**Dataset excerpts:**
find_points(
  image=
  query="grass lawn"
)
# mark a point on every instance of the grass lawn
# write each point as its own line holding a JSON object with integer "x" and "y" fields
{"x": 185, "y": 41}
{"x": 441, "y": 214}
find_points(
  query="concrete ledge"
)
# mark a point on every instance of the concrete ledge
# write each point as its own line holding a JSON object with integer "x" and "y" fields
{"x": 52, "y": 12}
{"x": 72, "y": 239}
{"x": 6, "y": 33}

**Goal:**
Restate the data above word for word.

**Result of the task:**
find_points(
  image=
  query="grass lawn"
)
# mark a point on every instance of the grass lawn
# write each point as its own line holding a JSON object with integer "x" and "y" fields
{"x": 185, "y": 41}
{"x": 441, "y": 214}
find_points(
  query="concrete ledge"
)
# mark a point on every instance of the concrete ledge
# write each point as its own line holding a JSON object with integer "x" and "y" fields
{"x": 52, "y": 12}
{"x": 72, "y": 239}
{"x": 6, "y": 33}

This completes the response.